### Data excerpts

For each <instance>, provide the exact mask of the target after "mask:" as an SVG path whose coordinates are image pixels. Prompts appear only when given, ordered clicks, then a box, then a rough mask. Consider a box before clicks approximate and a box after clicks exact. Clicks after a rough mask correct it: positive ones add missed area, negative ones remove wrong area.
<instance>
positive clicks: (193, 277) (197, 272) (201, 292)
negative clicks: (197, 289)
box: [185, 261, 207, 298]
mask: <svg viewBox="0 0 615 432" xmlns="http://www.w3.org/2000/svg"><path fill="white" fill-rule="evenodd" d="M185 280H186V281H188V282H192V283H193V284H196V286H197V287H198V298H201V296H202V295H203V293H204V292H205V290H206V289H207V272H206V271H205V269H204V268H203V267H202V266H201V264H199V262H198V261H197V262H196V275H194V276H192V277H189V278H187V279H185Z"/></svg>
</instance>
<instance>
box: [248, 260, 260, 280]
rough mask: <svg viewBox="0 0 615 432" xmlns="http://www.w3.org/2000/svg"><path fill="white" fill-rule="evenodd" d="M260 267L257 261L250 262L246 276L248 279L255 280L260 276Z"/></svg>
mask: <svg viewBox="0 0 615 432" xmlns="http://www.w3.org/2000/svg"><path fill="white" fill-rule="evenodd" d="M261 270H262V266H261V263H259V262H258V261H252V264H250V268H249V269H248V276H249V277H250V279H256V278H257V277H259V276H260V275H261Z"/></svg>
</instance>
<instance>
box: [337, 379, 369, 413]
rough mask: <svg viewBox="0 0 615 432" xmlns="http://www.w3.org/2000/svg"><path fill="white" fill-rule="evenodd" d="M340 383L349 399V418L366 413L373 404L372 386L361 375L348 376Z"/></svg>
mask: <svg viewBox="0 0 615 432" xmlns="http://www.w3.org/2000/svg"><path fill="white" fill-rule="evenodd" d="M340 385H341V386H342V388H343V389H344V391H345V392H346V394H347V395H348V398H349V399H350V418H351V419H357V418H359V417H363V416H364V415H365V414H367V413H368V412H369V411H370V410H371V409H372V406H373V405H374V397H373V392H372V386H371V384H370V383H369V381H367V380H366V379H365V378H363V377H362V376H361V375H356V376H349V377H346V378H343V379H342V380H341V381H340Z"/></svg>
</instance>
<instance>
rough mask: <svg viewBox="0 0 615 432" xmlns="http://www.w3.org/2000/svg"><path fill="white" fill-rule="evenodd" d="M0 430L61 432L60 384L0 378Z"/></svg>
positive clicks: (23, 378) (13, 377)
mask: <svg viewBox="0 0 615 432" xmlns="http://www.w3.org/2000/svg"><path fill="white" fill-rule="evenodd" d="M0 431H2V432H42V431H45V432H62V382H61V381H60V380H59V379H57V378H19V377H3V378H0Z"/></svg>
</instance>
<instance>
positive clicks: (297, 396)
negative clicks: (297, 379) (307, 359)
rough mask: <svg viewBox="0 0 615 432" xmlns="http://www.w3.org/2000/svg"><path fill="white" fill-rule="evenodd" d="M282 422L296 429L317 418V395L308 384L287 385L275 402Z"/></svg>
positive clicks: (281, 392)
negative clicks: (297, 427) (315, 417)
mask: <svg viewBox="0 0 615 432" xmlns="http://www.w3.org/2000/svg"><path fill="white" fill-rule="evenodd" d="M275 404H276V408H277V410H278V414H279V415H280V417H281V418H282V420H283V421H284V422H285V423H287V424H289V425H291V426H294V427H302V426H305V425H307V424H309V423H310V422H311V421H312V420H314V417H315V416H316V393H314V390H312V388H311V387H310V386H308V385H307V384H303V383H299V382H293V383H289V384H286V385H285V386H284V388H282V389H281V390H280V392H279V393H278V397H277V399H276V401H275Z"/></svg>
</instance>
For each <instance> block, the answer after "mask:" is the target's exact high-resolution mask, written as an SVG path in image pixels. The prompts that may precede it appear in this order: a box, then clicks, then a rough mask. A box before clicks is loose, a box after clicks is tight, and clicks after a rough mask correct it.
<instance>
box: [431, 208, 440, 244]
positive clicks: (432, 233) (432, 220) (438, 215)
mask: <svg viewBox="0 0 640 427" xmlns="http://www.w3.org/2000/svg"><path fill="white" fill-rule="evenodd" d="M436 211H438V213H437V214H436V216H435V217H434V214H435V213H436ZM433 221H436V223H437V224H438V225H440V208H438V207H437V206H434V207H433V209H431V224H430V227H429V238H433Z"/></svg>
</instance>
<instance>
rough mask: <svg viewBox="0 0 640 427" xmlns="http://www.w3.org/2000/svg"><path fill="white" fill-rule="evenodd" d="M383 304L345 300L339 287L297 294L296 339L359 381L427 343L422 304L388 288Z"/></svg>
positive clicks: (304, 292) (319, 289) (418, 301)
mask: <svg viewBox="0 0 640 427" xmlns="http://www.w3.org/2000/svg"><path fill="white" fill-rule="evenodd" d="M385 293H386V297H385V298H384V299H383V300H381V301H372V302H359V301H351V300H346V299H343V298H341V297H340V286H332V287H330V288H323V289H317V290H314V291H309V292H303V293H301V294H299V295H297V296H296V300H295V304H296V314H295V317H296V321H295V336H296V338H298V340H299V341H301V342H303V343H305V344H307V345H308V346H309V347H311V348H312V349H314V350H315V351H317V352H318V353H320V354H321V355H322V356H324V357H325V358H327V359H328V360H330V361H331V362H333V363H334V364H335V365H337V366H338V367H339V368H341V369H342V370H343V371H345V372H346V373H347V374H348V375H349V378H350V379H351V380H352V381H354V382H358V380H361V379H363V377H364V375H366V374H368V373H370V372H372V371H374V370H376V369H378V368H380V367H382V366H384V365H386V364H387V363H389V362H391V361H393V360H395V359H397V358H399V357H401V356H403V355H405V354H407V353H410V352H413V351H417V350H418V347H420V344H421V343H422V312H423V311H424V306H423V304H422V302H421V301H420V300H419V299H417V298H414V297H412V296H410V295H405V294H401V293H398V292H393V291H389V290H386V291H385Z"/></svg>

######

* [Problem statement] The stretch of entries above that starts with the line containing "422L296 429L317 418V395L308" and goes on through the line containing "positive clicks: (281, 392)" is to be transcribed exactly, and no other line is to be transcribed.

* [Response]
rough mask: <svg viewBox="0 0 615 432" xmlns="http://www.w3.org/2000/svg"><path fill="white" fill-rule="evenodd" d="M282 422L296 429L317 418V395L308 384L287 385L275 402Z"/></svg>
positive clicks: (281, 392)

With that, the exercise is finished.